__EXERCISE PROMPT__
Reproduce exactly the lines beginning with the line that contains "Would you please tag the grass growing" and ending at the final line of the material below.

__EXERCISE MATERIALS__
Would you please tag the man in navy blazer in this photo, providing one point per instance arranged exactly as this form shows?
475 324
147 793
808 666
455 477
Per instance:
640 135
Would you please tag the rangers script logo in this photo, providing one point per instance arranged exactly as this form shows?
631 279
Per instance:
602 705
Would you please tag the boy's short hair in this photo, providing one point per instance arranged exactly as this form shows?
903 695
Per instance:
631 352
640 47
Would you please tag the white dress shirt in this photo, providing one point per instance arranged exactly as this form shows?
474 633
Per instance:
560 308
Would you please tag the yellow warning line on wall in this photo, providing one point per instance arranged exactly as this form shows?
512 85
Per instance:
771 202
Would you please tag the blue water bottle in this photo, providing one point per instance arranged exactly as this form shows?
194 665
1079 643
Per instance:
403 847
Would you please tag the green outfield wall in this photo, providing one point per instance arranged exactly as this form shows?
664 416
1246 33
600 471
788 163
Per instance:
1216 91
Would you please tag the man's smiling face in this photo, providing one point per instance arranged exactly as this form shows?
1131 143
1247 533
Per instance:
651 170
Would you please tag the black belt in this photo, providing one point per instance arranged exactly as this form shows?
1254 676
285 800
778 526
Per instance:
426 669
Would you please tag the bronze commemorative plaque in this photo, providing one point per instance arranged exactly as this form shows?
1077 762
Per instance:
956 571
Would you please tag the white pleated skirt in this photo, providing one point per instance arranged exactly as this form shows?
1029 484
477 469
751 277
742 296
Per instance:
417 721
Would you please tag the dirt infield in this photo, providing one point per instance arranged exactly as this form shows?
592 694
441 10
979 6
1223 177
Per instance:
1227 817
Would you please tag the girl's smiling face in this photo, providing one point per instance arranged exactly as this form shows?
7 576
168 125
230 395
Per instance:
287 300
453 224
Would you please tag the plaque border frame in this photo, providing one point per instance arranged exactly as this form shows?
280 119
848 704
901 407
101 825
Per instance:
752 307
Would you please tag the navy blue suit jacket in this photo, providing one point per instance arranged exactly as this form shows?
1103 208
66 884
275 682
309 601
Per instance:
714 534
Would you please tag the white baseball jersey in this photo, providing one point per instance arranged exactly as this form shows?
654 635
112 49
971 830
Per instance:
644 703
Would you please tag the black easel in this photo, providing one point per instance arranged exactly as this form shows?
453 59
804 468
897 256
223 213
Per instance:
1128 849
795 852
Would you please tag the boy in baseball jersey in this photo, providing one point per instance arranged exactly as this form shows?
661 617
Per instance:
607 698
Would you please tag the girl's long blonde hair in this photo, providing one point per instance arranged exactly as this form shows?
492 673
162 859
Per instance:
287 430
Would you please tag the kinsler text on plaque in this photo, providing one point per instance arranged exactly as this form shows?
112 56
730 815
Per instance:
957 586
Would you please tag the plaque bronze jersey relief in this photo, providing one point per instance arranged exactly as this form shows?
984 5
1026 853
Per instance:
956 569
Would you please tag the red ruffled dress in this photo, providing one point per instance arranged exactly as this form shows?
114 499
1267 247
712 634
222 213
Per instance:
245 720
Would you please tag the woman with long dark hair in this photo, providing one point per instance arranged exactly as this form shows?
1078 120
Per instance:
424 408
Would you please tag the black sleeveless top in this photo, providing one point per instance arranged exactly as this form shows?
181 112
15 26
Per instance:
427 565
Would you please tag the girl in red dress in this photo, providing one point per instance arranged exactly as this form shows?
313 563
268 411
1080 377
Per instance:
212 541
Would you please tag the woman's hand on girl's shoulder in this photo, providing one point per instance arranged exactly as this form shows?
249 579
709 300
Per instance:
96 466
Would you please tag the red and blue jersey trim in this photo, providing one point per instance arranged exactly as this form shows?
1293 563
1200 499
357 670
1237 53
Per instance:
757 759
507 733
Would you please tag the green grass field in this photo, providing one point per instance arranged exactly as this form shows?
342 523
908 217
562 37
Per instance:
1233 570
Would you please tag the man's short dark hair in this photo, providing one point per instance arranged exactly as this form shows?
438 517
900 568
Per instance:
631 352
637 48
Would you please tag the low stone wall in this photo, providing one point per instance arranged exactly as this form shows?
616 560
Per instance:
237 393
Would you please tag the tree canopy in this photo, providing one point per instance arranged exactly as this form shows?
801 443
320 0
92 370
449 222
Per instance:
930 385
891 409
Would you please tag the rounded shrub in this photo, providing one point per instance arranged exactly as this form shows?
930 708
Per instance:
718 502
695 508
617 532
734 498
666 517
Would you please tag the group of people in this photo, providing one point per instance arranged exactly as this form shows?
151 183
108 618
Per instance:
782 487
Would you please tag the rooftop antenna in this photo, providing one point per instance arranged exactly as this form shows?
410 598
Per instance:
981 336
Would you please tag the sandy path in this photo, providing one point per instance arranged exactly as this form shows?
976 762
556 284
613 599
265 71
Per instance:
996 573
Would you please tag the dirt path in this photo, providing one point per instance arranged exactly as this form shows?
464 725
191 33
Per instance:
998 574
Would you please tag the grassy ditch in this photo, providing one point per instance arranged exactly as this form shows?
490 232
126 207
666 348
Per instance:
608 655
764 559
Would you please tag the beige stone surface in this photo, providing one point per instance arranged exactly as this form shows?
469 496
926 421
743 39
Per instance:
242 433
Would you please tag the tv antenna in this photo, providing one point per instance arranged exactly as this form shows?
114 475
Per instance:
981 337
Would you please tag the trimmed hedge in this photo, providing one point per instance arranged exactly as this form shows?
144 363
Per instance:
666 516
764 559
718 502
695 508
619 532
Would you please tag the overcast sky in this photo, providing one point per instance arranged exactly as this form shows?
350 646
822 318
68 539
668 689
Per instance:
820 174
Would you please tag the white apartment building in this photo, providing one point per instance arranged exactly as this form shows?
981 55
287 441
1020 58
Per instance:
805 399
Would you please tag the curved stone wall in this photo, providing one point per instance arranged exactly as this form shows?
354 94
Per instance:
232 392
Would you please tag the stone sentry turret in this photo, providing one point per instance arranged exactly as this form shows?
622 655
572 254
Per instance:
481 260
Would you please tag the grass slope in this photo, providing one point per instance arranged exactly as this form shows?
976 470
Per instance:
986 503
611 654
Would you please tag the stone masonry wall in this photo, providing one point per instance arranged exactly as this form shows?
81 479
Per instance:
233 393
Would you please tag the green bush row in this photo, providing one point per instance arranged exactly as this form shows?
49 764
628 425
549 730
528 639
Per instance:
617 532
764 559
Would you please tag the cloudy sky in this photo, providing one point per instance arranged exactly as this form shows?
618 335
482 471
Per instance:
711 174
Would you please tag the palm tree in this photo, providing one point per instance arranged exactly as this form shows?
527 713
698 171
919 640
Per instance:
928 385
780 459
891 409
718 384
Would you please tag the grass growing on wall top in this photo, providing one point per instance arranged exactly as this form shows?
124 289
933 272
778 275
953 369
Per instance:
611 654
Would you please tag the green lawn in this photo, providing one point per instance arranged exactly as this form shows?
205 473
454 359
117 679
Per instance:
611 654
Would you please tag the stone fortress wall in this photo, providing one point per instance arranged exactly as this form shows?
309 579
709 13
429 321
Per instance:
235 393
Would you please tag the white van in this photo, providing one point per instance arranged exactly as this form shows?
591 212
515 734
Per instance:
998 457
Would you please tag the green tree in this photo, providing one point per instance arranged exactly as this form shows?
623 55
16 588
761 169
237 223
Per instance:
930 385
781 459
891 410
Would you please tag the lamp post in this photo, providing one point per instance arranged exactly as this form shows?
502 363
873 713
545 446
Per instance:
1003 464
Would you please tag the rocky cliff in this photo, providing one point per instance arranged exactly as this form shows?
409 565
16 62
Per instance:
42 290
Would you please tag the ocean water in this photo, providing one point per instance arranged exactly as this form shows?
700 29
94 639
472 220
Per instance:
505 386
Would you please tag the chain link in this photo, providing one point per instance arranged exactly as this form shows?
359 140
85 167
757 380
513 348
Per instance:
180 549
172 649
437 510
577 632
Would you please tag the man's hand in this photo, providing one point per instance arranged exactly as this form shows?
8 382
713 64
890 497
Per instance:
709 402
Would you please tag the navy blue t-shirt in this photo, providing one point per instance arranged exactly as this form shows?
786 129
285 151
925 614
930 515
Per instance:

__ANSWER TO THIS EXERCISE__
Would you please tag the grass growing on wall top in this photo, providing one point per instance arranged exactly as this form shows?
124 289
933 272
778 275
953 369
Per instance:
611 654
Would you please tag the green lawn in this photo, providing one point per instance arranged exactly as this form shows?
205 473
454 359
117 679
Per instance:
611 654
Would you please tag the stone fortress wall in this photo, providing one point per instance arranged exactly as this form shows?
309 579
709 13
429 321
Per instance:
235 393
Would you please tag the white van in this photo, providing one point per instance arranged exactly as this form shows?
591 212
515 734
Per instance:
998 457
Would you please tag the green tree in this photo, providing one point per instance arranged exactly as this form shows?
623 55
16 588
761 169
237 223
Per instance:
930 385
781 459
891 410
Would you please tag the lamp post in this photo, providing one point per instance arranged exactly as this form shows?
502 363
873 713
545 446
Per instance:
1003 464
Would you please tag the rocky cliff in this photo, providing one point per instance arranged exactly as this form shows?
409 565
16 62
Per instance:
42 290
Would you please tag the ocean water in this photo, providing one point per instance arranged exactly as this form shows?
700 29
94 639
472 220
Per instance:
505 386
Would you please tag the chain link in this photo, providing one point per instance arranged exactly as this form shows?
359 140
85 167
757 380
513 348
Per instance:
180 549
172 649
437 510
577 632
Would you please tag the man's hand in this photo, providing one point per instance arranged exactly as this form shows?
8 382
713 64
890 497
Per instance:
709 402
Would you please tag the navy blue t-shirt in this photo, providing one point per instance arranged exactly as this form shows?
786 129
285 151
925 614
930 515
Per instance:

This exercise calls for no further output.